WHAT YOU HAVE TO DO → The result should be every line of the listing that contains "skin".

ENTRIES PROVIDED →
Start of Block

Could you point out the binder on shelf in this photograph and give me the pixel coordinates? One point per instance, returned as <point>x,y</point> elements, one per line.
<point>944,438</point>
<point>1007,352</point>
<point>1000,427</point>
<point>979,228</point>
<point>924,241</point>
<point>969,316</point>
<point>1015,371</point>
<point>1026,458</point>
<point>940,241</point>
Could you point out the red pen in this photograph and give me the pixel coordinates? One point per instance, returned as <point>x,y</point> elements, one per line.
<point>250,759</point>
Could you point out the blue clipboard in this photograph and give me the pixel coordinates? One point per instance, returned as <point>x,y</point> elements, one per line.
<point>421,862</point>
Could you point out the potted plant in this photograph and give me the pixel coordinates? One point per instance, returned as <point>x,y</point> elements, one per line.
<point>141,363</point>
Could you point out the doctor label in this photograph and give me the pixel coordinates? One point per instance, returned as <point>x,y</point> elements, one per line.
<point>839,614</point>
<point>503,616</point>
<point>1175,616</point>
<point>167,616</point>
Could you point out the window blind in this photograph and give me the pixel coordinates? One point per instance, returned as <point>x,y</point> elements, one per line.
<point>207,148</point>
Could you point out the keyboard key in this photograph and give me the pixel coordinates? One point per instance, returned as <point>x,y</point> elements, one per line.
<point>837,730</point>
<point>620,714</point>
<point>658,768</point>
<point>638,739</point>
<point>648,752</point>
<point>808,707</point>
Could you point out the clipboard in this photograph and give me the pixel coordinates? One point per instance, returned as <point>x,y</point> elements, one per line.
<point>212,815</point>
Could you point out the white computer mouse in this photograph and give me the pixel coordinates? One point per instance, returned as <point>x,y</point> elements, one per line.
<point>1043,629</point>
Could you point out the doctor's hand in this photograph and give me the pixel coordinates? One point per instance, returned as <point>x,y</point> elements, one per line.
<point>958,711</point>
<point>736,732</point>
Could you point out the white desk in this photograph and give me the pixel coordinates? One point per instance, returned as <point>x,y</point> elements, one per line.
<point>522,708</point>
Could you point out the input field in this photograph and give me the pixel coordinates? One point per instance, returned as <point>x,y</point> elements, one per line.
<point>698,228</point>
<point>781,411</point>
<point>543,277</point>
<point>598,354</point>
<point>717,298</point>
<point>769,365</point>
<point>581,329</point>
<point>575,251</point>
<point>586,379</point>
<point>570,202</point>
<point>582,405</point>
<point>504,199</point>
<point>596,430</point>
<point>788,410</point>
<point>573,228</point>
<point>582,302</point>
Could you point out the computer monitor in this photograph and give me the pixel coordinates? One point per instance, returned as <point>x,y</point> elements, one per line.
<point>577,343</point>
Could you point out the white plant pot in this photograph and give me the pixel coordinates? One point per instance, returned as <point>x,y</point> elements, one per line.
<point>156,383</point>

End of Block
Start of Block

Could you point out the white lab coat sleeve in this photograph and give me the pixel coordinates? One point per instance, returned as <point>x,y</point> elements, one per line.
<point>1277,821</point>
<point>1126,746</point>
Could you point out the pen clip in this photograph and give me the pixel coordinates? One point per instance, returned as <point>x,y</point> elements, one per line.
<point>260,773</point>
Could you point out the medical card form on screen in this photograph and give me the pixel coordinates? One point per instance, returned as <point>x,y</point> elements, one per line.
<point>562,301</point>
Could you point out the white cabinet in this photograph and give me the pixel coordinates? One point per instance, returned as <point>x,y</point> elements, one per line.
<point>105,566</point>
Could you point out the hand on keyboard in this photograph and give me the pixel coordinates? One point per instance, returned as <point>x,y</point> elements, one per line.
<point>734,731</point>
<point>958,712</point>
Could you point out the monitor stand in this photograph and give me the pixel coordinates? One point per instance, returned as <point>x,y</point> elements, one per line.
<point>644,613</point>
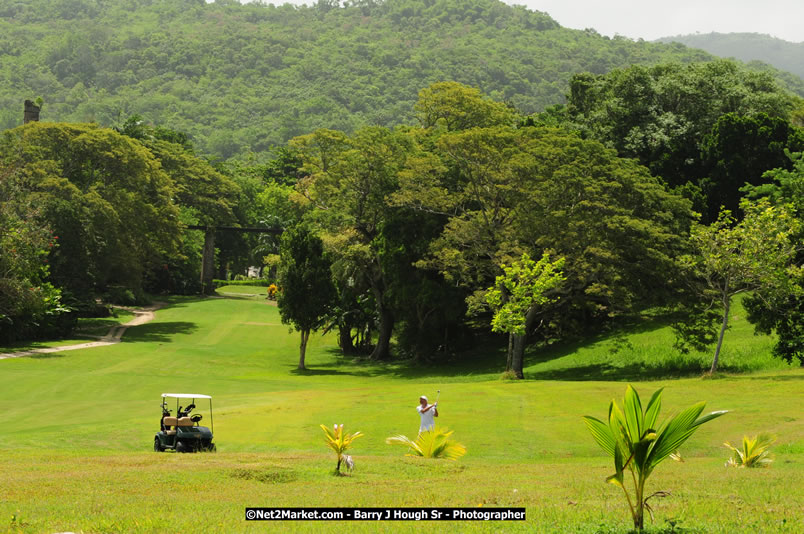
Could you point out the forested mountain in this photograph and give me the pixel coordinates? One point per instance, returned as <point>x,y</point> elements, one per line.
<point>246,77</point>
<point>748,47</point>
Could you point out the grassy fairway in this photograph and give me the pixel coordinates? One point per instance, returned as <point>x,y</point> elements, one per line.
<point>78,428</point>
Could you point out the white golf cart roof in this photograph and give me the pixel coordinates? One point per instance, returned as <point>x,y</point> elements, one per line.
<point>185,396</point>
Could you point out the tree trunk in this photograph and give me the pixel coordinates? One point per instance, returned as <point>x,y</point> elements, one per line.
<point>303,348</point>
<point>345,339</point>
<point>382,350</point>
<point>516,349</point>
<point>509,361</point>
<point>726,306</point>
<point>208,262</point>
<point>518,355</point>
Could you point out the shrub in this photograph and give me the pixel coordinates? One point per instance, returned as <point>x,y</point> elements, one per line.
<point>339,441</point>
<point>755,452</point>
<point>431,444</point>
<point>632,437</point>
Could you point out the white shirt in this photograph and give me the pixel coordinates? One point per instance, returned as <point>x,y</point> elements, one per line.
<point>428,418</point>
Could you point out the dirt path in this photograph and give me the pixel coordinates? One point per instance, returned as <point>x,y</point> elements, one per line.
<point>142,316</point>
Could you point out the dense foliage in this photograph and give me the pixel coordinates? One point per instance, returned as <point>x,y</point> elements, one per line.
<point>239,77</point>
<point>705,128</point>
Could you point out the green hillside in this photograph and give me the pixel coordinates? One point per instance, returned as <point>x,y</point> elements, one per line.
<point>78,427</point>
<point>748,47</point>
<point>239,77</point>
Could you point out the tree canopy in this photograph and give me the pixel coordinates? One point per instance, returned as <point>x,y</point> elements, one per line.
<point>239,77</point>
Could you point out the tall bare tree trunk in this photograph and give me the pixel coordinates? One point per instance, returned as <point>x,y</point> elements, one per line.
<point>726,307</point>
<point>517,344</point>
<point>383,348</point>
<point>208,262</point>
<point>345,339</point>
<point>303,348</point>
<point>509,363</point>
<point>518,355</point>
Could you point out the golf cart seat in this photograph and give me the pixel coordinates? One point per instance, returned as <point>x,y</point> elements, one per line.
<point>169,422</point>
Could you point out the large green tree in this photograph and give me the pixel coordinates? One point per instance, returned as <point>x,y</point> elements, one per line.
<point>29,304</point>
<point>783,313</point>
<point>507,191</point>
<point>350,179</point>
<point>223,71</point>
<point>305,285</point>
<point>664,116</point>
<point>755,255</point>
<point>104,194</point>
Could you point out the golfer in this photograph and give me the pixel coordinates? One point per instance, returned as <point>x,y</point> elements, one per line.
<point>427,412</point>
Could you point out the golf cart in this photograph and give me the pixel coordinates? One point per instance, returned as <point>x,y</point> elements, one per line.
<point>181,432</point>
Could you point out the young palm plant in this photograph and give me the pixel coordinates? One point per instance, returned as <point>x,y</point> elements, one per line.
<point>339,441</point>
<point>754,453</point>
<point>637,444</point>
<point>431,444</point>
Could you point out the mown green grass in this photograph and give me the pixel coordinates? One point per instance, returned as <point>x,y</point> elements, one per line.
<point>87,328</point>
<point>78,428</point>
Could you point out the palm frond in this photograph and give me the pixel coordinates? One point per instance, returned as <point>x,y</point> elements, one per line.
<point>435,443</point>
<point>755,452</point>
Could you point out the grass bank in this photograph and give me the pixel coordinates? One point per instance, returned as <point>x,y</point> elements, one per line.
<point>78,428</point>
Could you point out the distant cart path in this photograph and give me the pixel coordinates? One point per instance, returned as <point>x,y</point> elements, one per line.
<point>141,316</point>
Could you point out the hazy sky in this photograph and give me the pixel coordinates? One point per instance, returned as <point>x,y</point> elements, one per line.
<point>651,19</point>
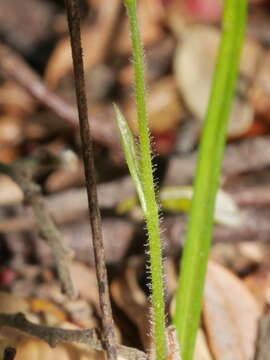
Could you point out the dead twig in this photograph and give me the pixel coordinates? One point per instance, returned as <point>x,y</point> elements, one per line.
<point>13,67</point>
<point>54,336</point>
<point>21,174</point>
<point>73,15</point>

End of Block
Start of Block

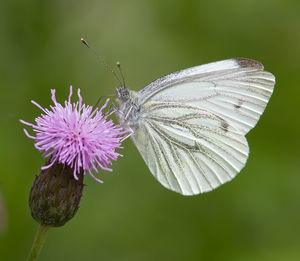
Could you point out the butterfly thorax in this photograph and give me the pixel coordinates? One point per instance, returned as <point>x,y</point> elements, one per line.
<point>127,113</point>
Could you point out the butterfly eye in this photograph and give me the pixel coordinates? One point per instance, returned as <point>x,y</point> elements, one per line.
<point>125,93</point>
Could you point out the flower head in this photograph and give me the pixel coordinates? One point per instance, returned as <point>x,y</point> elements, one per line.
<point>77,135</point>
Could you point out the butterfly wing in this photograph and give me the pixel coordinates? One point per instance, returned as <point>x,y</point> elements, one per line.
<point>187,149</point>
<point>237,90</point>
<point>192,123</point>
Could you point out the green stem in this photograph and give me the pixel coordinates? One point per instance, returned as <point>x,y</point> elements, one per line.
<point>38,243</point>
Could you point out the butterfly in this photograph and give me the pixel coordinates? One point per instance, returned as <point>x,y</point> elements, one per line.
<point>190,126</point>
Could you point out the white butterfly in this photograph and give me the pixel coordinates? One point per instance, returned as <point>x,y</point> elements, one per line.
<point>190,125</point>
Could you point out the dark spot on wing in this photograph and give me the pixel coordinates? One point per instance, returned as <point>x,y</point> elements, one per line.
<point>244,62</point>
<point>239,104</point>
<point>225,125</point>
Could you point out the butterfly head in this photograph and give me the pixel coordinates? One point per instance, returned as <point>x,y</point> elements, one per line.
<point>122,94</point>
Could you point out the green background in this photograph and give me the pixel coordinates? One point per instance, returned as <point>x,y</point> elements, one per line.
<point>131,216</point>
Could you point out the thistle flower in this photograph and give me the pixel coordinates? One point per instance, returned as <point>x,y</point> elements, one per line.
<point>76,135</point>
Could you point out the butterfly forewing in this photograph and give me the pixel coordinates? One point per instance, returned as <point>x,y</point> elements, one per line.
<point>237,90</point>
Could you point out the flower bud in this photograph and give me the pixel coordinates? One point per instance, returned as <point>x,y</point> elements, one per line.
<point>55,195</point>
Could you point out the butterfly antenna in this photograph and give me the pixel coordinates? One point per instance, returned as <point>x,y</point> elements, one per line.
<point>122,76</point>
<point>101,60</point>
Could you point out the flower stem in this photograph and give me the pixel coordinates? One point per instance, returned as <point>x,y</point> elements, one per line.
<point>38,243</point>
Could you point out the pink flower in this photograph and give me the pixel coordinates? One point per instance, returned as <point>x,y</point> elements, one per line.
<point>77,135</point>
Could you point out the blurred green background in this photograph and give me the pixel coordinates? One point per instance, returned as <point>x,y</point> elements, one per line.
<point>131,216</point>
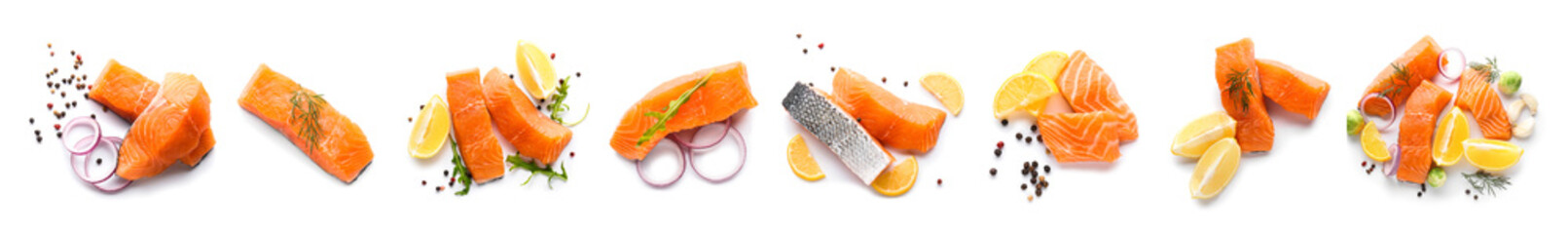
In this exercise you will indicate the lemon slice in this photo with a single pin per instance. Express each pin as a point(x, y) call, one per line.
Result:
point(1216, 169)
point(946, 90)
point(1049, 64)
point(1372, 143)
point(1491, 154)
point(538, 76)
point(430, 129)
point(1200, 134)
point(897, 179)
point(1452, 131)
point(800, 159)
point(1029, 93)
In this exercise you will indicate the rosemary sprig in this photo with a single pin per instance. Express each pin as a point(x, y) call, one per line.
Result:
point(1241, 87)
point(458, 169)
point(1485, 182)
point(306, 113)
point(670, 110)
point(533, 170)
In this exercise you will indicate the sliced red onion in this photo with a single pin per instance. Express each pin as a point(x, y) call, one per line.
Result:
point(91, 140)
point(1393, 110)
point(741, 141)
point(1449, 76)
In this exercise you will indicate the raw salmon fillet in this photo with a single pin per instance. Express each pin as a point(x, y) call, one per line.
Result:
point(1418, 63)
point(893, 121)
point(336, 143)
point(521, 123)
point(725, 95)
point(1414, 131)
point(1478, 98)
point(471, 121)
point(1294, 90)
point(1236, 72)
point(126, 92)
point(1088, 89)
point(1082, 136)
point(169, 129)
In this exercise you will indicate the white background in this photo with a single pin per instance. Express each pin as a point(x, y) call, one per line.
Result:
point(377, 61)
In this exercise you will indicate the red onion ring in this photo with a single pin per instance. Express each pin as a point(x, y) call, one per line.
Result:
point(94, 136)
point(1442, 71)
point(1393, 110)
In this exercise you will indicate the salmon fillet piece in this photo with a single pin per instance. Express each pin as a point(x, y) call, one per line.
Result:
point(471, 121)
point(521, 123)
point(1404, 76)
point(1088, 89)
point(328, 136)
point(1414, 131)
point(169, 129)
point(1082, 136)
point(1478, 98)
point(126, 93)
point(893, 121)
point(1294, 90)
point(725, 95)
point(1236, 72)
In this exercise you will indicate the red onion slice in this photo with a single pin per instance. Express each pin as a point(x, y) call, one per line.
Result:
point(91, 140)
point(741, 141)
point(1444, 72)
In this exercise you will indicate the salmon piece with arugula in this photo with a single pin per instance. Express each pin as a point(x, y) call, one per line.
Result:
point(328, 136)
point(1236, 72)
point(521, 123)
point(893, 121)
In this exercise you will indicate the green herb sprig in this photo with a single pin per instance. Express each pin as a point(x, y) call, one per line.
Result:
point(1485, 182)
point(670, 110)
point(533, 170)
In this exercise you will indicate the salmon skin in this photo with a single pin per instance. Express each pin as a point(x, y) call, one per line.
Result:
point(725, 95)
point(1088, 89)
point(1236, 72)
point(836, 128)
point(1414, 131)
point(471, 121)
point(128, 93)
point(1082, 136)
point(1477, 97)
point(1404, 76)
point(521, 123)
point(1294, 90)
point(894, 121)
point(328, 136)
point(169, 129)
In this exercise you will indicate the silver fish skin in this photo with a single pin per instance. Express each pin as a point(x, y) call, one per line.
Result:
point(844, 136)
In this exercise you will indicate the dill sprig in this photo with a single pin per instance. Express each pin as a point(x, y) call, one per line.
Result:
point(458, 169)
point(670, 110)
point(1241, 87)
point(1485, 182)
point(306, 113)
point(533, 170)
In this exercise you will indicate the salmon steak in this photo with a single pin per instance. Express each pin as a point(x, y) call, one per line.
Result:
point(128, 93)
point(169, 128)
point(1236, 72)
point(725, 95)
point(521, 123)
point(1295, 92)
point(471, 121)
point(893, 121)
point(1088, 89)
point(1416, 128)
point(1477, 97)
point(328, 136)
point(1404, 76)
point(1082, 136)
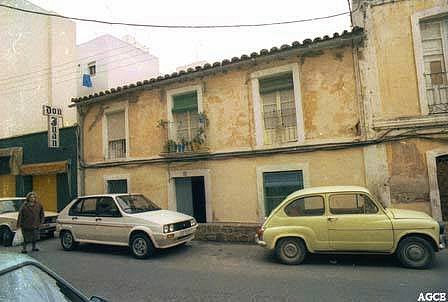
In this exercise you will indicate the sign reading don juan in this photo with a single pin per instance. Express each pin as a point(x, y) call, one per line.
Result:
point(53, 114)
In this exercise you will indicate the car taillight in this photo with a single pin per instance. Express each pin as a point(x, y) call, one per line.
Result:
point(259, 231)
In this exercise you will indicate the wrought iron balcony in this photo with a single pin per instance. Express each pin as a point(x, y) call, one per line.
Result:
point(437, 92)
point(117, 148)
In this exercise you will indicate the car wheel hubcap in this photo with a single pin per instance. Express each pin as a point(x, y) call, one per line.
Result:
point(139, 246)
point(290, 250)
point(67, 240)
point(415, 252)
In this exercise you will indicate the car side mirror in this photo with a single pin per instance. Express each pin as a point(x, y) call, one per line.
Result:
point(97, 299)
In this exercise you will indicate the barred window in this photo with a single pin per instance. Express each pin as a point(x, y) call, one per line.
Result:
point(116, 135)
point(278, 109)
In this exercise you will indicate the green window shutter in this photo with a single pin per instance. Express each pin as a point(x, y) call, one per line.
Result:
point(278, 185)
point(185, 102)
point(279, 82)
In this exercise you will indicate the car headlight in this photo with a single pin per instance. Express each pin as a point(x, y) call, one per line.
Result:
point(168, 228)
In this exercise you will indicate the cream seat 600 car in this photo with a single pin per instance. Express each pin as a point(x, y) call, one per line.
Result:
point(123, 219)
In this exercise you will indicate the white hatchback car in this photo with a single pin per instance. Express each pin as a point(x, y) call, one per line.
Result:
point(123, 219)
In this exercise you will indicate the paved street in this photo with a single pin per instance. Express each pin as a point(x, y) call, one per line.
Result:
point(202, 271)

End of Block

WORKED SOLUTION →
In this exercise you will indicate the salmon skin in this photo with a single pin per instance. Express each pin as a point(x, y) call, one per line.
In this exercise you will indicate the silver fish skin in this photo with a single pin per instance. Express each pin as a point(x, y) call, one per line.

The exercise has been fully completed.